Start of Information provided

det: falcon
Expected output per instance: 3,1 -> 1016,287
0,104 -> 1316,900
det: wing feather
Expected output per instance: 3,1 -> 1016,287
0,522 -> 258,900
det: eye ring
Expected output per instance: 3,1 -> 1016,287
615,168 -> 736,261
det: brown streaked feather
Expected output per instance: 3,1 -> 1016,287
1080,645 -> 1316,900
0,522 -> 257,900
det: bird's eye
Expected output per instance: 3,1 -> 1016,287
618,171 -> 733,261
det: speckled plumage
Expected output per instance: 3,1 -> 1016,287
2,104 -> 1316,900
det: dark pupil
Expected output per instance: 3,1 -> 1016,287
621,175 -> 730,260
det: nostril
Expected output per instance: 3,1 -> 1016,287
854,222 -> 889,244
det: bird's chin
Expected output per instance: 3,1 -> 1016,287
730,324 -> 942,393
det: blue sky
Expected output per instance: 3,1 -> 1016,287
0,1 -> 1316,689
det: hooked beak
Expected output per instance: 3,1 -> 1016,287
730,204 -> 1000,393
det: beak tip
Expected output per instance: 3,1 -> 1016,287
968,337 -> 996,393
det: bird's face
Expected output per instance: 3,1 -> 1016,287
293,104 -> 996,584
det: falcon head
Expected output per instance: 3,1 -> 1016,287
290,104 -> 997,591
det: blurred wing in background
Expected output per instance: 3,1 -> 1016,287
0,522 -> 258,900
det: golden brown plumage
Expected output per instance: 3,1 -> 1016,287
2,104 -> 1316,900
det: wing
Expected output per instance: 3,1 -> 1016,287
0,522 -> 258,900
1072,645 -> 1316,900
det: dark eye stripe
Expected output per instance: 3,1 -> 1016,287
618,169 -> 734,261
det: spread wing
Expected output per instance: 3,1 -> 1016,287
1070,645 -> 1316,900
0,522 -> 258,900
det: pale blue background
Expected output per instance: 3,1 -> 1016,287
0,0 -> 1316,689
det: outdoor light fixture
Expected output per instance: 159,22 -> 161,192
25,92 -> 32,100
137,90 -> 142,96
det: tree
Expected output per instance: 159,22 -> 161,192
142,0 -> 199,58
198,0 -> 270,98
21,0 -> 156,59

End of Information provided
Start of Information provided

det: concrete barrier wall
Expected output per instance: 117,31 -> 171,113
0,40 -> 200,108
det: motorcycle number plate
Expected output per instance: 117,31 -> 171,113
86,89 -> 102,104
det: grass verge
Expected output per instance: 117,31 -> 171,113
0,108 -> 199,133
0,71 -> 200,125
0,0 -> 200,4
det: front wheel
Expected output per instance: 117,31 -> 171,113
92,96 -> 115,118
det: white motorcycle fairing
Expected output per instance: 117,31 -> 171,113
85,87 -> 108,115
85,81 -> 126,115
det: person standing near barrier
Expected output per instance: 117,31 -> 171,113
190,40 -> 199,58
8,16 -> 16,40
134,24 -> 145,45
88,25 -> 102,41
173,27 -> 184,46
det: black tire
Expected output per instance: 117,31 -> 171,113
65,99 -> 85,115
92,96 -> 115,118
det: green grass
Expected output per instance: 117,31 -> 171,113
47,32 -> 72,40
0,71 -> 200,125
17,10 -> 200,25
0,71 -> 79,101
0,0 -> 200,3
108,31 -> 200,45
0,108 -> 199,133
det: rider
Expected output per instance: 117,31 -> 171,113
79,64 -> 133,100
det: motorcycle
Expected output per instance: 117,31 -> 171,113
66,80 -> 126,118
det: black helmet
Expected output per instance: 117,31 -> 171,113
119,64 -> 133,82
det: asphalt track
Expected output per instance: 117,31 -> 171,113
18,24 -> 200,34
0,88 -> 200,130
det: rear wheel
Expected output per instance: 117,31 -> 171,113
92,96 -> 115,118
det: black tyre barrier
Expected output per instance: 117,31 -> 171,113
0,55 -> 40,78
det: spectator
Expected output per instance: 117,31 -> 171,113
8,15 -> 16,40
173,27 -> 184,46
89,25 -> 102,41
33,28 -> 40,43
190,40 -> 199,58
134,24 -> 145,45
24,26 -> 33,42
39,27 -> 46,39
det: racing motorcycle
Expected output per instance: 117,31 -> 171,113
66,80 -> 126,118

End of Information provided

Edit the records from the line containing "det: blurred wing in background" down to the line containing "137,90 -> 142,96", changing "background" to "backdrop" and leaving everything else as it is. Return only those lines.

_Exercise result_
det: blurred wing in backdrop
Expected output per instance: 3,1 -> 1016,287
0,522 -> 258,900
det: golden brown plumage
Expected output per instance: 3,1 -> 1016,287
2,104 -> 1316,900
det: wing
Expected output per instance: 3,1 -> 1016,287
0,522 -> 258,900
1072,645 -> 1316,900
det: dark eye stripe
Expected output per instance: 3,1 -> 1016,287
618,169 -> 734,261
det: spread wing
Expected output per instance: 3,1 -> 1016,287
1070,645 -> 1316,900
0,522 -> 258,900
det: pale blue backdrop
Expected output per instance: 3,1 -> 1016,287
0,0 -> 1316,689
det: outdoor light fixture
Expected output per instance: 159,22 -> 161,192
25,92 -> 32,100
137,90 -> 142,96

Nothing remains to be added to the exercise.